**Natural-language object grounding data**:
************

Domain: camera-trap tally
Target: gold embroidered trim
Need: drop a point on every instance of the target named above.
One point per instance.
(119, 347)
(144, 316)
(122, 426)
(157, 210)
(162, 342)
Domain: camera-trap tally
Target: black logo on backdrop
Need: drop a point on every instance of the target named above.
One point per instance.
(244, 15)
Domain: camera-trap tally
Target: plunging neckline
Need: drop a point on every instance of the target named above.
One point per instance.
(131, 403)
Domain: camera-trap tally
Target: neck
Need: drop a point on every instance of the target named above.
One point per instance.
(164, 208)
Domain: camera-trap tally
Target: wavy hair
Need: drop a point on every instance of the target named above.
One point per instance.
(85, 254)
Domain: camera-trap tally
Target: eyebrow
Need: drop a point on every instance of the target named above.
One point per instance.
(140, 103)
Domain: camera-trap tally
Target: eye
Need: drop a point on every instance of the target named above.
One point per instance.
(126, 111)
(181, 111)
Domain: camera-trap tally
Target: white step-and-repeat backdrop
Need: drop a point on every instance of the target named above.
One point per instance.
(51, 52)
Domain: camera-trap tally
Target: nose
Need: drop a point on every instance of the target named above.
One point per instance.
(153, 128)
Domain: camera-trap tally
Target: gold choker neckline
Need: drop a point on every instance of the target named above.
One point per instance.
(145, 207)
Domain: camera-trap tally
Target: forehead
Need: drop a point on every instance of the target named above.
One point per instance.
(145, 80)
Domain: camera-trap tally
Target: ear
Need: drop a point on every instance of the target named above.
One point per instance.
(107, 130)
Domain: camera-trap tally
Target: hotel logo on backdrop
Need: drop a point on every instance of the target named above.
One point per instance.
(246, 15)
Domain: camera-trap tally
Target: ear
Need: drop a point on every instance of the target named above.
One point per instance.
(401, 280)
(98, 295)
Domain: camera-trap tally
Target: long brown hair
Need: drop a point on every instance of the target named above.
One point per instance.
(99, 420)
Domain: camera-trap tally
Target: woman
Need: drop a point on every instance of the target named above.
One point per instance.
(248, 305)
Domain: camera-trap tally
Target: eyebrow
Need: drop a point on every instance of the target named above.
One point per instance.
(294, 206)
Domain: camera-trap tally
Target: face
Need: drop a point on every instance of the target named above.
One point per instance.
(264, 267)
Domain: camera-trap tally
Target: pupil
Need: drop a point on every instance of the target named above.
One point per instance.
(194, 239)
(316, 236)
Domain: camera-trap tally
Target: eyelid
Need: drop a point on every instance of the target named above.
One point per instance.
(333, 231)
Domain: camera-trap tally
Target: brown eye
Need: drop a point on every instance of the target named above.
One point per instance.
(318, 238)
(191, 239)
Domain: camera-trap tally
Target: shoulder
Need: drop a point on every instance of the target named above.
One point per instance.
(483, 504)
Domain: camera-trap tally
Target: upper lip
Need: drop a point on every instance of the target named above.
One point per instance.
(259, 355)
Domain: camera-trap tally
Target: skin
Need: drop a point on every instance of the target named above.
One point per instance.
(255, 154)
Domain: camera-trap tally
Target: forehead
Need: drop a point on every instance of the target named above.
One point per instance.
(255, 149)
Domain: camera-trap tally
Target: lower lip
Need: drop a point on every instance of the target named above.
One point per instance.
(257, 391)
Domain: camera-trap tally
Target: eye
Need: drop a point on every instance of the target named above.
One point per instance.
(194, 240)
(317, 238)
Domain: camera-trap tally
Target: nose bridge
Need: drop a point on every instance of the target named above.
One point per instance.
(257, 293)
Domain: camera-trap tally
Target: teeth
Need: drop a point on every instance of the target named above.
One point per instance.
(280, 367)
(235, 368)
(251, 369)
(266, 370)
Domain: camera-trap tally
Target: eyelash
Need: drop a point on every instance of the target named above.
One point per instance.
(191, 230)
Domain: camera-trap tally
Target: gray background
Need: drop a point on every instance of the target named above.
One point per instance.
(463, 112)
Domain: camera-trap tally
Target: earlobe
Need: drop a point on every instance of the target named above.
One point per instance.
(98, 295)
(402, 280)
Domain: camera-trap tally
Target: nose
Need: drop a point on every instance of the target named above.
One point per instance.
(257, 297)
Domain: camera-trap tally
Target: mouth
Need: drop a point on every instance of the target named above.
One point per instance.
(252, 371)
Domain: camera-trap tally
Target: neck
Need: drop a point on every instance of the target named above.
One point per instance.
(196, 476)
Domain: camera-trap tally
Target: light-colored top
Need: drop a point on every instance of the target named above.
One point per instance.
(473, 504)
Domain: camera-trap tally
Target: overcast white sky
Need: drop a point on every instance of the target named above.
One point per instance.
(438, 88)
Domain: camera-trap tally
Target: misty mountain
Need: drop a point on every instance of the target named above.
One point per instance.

************

**TASK**: All of the entries above need to be retyped exactly.

**RESULT**:
Domain: camera-trap tally
Target: gold embroidered trim
Need: drop a point on every instance of the target named above.
One point per instance.
(119, 347)
(144, 316)
(122, 426)
(157, 210)
(162, 342)
Domain: camera-trap tally
Target: black logo on backdrop
Need: drop a point on every instance of the target named above.
One point per instance.
(244, 15)
Domain: camera-trap tally
Target: plunging neckline
Need: drop a point on every instance of the target named above.
One point per instance.
(131, 403)
Domain: camera-trap tally
Target: neck
Need: drop a point on every instance of the target named above.
One point per instance.
(164, 208)
Domain: camera-trap tally
Target: wavy hair
Need: drop a point on every instance of the target named above.
One point per instance.
(85, 254)
Domain: camera-trap tally
Target: eyebrow
Need: drop a point on every instance of the target named above.
One point per instance.
(140, 103)
Domain: camera-trap tally
Target: eye
Need: drop a point on every instance of the target named above.
One point per instance.
(126, 111)
(181, 111)
Domain: camera-trap tally
Target: white step-and-repeat backdrop
Need: drop a point on every instance of the target named above.
One point per instance.
(51, 52)
Domain: camera-trap tally
Target: nose
Need: drop a point on every instance of the target named above.
One point per instance.
(153, 128)
Domain: camera-trap tally
Target: gold choker neckline
Need: drop a point on every instance of the target named above.
One point per instance.
(145, 207)
Domain: camera-trap tally
Target: forehead
Need: drop a point on every instance of the target named above.
One point per instance.
(145, 80)
Domain: camera-trap tally
Target: ear
Need: drop a point on every instance of the target named above.
One point per instance.
(107, 130)
Domain: camera-trap tally
Target: hotel logo on backdrop
Need: drop a point on every instance of the target named above.
One point per instance.
(246, 15)
Domain: camera-trap tally
Target: ear
Need: drop a point on every instance of the target named above.
One point per instance.
(401, 280)
(98, 295)
Domain: camera-trap tally
Target: long brown hair
Need: drop a point on every instance of the target named above.
One point per instance.
(99, 420)
Domain: camera-trap tally
Target: woman
Need: drop a point on every instance of the target named above.
One point per instance.
(248, 305)
Domain: camera-trap tally
Target: eyebrow
Need: drop a point on every instance of the target named above.
One point per instance.
(294, 206)
Domain: camera-trap tally
Target: face
Need: drop a point on every instance of the target named above.
One point per instance.
(264, 267)
Domain: camera-trap tally
Target: pupil
Need: drop a point on every instance of the target named above.
One point per instance.
(194, 239)
(316, 236)
Domain: camera-trap tally
Target: eyelid
Need: drop a point on every instance of the target named above.
One point per instance.
(333, 231)
Domain: camera-trap tally
Target: brown eye
Need: drop a point on every instance of the target named above.
One point per instance.
(318, 238)
(191, 239)
Domain: camera-trap tally
Target: shoulder
Need: drop a point on every instance of the target named above.
One point per instance.
(483, 504)
Domain: camera-trap tally
Target: upper lip
Need: drop a point on every instance of the target named above.
One point per instance.
(259, 355)
Domain: camera-trap tally
Target: skin
Need: drop a point on every instance of the target named above.
One point per instance.
(255, 154)
Domain: camera-trap tally
Target: forehead
Need: drop a point on every instance of the target named above.
One point per instance.
(255, 149)
Domain: camera-trap tally
Target: lower lip
Need: drop a point on every instance of the target named above.
One point per instance.
(257, 391)
Domain: camera-trap tally
Target: eye
Need: drop a point on every instance of the target named above.
One point per instance.
(194, 240)
(317, 238)
Domain: camera-trap tally
Target: nose bridge
Need: drop a point on every instance of the target named above.
One point per instance.
(257, 293)
Domain: camera-trap tally
Target: teeth
Need: drop a point on every instance of the target named above.
One point per instance.
(280, 367)
(235, 368)
(251, 369)
(266, 370)
Domain: camera-trap tally
Target: eyelash
Need: drop a point on every instance of the target named above.
One point per instance.
(191, 230)
Domain: camera-trap tally
Target: gray background
Need: drop a point on every instance of the target named above.
One point per instance.
(463, 112)
Domain: camera-trap tally
Target: earlobe
Need: drop a point on every instance of the target named above.
One point per instance.
(98, 295)
(402, 280)
Domain: camera-trap tally
Target: nose
Need: drop a point on every instance of the target named above.
One point per instance.
(257, 297)
Domain: camera-trap tally
Target: mouth
Need: drop a point on every instance of the target named above.
One point per instance.
(252, 371)
Domain: camera-trap tally
Target: neck
Need: drop a point on every instance of the target named above.
One point per instance.
(196, 476)
Domain: camera-trap tally
Target: light-colored top
Need: drop a point on every instance of the target named above.
One point per instance.
(473, 504)
Domain: camera-trap tally
Target: overcast white sky
Need: drop a point on every instance of the target named above.
One point per instance.
(438, 88)
Domain: camera-trap tally
Target: misty mountain
Need: drop a point on every instance of the target named above.
One point per instance.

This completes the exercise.